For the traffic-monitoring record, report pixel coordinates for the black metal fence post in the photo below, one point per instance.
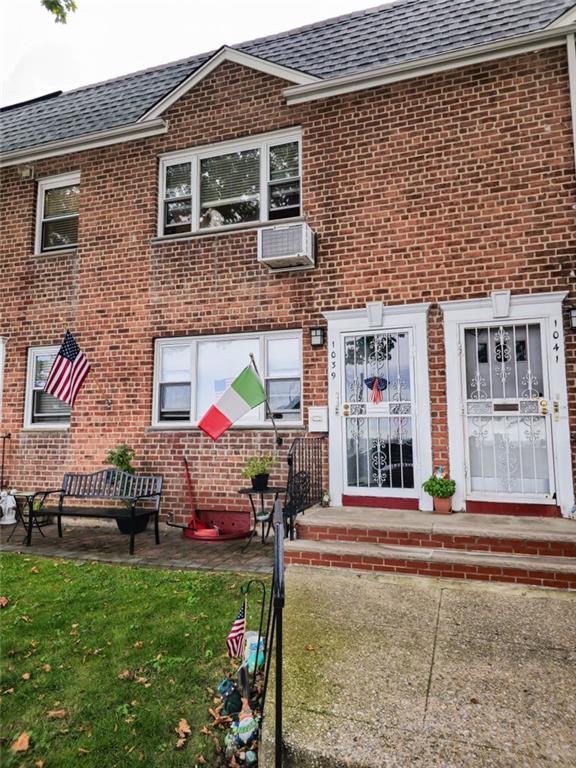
(278, 611)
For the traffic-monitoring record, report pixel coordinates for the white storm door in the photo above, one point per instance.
(506, 404)
(378, 413)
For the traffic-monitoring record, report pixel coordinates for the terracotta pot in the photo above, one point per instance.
(442, 506)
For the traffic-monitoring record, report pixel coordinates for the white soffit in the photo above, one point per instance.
(238, 57)
(569, 17)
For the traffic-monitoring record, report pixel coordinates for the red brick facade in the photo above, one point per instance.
(444, 187)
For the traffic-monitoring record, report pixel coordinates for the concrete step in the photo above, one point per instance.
(538, 570)
(548, 537)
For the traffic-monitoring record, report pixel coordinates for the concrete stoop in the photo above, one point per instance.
(383, 671)
(535, 551)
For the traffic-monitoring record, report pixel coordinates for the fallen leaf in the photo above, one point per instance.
(183, 729)
(56, 714)
(21, 744)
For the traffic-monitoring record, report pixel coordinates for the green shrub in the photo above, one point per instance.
(258, 465)
(121, 458)
(439, 487)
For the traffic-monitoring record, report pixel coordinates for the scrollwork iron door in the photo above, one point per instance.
(377, 413)
(508, 430)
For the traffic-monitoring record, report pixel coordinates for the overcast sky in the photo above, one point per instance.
(106, 38)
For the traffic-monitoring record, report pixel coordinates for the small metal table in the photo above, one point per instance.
(263, 516)
(24, 500)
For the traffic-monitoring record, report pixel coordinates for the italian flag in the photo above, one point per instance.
(245, 393)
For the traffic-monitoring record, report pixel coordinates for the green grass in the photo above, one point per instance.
(90, 622)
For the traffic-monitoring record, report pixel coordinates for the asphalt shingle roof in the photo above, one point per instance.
(403, 31)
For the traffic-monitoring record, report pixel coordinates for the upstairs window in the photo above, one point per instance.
(227, 185)
(192, 373)
(57, 214)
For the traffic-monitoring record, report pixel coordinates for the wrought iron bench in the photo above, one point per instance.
(137, 496)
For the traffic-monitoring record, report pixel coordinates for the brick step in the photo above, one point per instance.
(557, 572)
(523, 536)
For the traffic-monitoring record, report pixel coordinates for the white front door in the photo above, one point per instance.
(379, 410)
(508, 401)
(507, 412)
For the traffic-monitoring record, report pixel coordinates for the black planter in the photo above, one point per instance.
(125, 524)
(260, 482)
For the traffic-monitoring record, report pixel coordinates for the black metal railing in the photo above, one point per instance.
(303, 490)
(304, 486)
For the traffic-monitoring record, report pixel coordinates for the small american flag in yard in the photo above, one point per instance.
(236, 637)
(68, 371)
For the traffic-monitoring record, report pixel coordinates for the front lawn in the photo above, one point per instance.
(99, 663)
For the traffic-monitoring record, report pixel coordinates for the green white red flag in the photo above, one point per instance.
(245, 393)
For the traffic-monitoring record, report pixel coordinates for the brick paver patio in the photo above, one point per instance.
(104, 543)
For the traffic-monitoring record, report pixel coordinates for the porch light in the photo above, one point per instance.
(317, 337)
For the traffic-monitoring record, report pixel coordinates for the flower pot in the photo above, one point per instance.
(443, 506)
(260, 482)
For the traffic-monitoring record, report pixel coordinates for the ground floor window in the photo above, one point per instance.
(41, 409)
(192, 373)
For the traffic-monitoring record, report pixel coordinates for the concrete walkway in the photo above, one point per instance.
(102, 542)
(397, 671)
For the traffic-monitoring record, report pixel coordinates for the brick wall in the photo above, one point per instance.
(445, 187)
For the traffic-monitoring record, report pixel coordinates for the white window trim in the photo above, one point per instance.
(262, 337)
(51, 182)
(195, 154)
(33, 352)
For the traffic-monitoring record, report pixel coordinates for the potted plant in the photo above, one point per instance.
(257, 468)
(441, 488)
(121, 458)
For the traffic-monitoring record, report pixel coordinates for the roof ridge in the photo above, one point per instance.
(325, 22)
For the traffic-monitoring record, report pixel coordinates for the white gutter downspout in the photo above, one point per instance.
(571, 49)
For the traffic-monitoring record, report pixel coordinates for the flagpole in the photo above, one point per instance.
(107, 401)
(279, 440)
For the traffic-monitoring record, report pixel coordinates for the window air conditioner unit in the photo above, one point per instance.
(286, 248)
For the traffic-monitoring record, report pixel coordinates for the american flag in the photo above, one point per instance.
(68, 371)
(236, 637)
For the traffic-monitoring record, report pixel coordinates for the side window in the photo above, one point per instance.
(43, 410)
(57, 213)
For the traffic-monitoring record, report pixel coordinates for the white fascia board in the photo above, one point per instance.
(125, 133)
(514, 46)
(227, 54)
(569, 17)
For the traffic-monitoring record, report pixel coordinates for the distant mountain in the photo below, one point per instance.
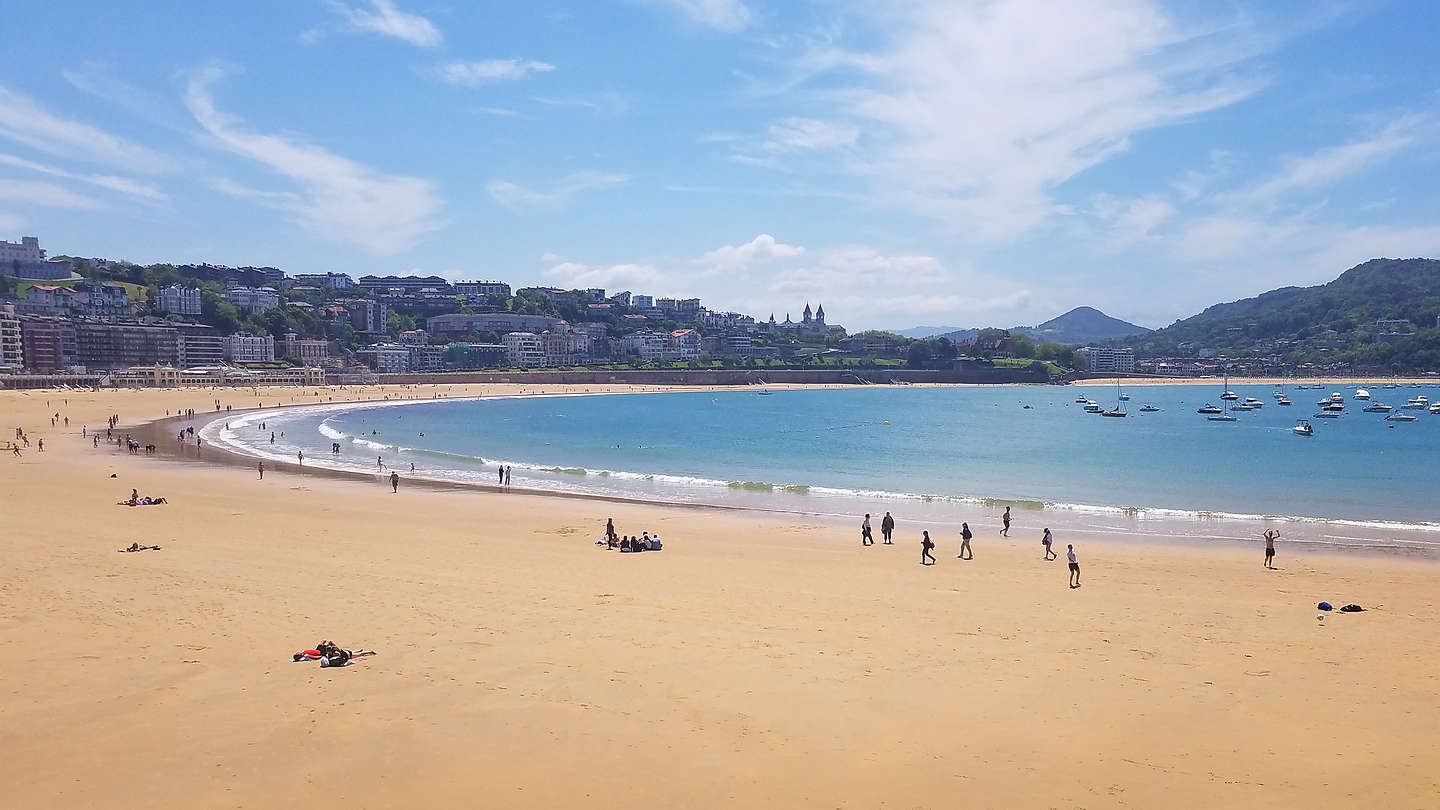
(1080, 325)
(920, 332)
(1337, 316)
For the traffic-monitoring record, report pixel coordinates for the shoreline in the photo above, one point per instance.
(1162, 526)
(520, 662)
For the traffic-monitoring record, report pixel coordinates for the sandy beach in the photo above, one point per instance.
(756, 662)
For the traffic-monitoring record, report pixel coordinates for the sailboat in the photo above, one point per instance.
(1226, 398)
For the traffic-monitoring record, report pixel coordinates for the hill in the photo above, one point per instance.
(1080, 325)
(1334, 322)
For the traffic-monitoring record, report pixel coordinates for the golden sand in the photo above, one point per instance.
(756, 662)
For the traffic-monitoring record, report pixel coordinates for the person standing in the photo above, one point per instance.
(1270, 535)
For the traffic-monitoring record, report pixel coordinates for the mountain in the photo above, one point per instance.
(1080, 325)
(922, 332)
(1329, 316)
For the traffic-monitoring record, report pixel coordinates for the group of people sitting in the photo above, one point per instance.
(628, 544)
(136, 500)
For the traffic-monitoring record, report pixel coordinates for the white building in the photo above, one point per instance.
(10, 348)
(254, 299)
(523, 349)
(179, 300)
(304, 350)
(249, 348)
(1109, 361)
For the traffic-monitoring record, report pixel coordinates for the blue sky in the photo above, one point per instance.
(909, 162)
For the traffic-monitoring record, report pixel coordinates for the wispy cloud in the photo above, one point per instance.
(605, 103)
(1331, 165)
(336, 198)
(380, 18)
(123, 185)
(720, 15)
(738, 258)
(516, 196)
(978, 113)
(581, 276)
(487, 71)
(807, 133)
(45, 195)
(26, 123)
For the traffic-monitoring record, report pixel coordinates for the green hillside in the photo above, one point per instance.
(1328, 323)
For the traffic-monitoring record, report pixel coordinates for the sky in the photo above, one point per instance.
(912, 162)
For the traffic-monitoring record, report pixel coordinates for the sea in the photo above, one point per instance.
(933, 457)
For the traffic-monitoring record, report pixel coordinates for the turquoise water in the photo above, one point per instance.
(935, 453)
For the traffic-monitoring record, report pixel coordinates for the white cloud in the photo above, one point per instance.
(123, 185)
(26, 123)
(735, 258)
(808, 133)
(582, 276)
(978, 113)
(382, 18)
(48, 195)
(1331, 165)
(516, 196)
(602, 104)
(336, 198)
(720, 15)
(487, 71)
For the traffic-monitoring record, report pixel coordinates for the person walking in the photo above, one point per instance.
(925, 549)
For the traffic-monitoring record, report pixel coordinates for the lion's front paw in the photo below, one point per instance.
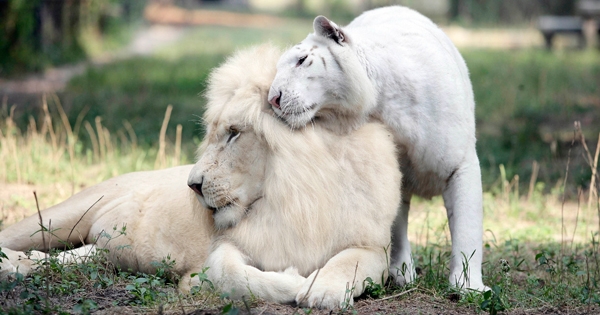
(321, 293)
(403, 274)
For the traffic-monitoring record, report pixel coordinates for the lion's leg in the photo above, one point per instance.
(463, 200)
(343, 277)
(230, 272)
(402, 267)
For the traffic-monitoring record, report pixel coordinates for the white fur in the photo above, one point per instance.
(394, 65)
(330, 202)
(286, 204)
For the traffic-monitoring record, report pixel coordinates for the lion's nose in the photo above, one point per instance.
(197, 187)
(275, 100)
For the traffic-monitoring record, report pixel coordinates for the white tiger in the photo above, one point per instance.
(394, 65)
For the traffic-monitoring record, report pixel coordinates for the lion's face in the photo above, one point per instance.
(228, 178)
(308, 79)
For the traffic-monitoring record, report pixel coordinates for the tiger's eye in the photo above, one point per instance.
(301, 61)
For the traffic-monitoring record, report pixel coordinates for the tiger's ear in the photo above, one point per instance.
(327, 28)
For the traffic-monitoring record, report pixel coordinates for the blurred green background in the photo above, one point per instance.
(528, 97)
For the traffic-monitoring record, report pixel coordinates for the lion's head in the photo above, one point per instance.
(229, 175)
(320, 77)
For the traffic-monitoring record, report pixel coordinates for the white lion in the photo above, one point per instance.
(285, 215)
(394, 65)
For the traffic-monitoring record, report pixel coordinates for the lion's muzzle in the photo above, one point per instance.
(195, 186)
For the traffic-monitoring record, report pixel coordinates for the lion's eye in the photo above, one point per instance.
(301, 61)
(233, 133)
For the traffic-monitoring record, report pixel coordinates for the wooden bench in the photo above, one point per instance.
(551, 25)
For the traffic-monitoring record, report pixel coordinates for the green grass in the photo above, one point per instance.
(527, 100)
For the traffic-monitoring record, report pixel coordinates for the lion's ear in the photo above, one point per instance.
(326, 28)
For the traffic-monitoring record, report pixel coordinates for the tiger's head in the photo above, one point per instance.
(322, 78)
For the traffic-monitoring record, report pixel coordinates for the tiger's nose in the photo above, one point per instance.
(197, 187)
(275, 100)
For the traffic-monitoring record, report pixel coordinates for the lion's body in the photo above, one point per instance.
(275, 204)
(396, 66)
(138, 201)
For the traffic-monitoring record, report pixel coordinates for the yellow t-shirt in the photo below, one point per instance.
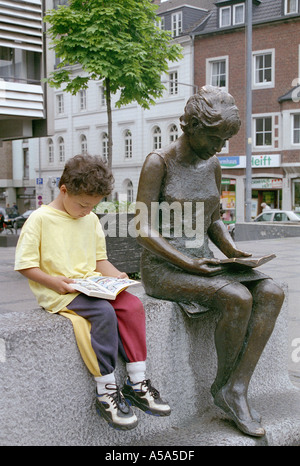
(60, 246)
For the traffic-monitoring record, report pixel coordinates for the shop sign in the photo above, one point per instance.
(266, 183)
(257, 161)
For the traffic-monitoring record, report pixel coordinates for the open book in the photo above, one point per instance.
(102, 287)
(248, 261)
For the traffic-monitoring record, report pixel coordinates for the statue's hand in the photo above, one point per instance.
(207, 266)
(238, 253)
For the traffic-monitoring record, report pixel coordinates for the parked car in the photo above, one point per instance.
(19, 221)
(277, 215)
(272, 216)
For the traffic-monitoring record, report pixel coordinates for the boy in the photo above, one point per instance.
(63, 241)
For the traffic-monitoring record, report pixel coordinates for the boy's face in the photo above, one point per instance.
(78, 205)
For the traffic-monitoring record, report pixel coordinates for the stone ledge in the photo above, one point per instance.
(47, 395)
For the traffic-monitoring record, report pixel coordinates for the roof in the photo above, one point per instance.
(173, 4)
(263, 12)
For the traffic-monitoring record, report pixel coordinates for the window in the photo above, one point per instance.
(225, 16)
(173, 135)
(280, 217)
(102, 96)
(173, 83)
(239, 14)
(128, 144)
(234, 15)
(83, 144)
(296, 129)
(263, 69)
(25, 163)
(176, 24)
(82, 99)
(160, 22)
(290, 7)
(129, 192)
(20, 65)
(263, 132)
(50, 151)
(104, 144)
(217, 73)
(61, 149)
(60, 104)
(156, 138)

_ _ _ _ _ _ _

> [Task brief]
Starting at the line that contains "for the boy in" and running through the last line, inclusive, rewrite these lines with "stone ledge" renamed to "stone sill". Change nothing else.

> [Task response]
For the traffic-monitoring record, report pixel coordinates for the boy in the photo above, one point per instance.
(63, 241)
For the traffic-monitoring record, report pixel coordinates for the boy's face in the photo above, one point per instance.
(78, 205)
For the traffic-monitoring record, report pixel coordinates for the stone sill in the photo above, one point per instance.
(47, 395)
For the traffic-monitoring record, report pixel coordinates for the roof in the photo above, one point per instance.
(173, 4)
(263, 12)
For the traffic-monitoring record, report pixel coordinates for the window in the photo above, one point per instance.
(225, 16)
(173, 135)
(280, 217)
(102, 96)
(173, 83)
(239, 14)
(128, 144)
(234, 15)
(83, 144)
(296, 129)
(263, 69)
(25, 163)
(176, 24)
(82, 99)
(160, 22)
(290, 7)
(129, 192)
(20, 65)
(263, 132)
(50, 151)
(104, 144)
(217, 73)
(61, 149)
(60, 104)
(156, 138)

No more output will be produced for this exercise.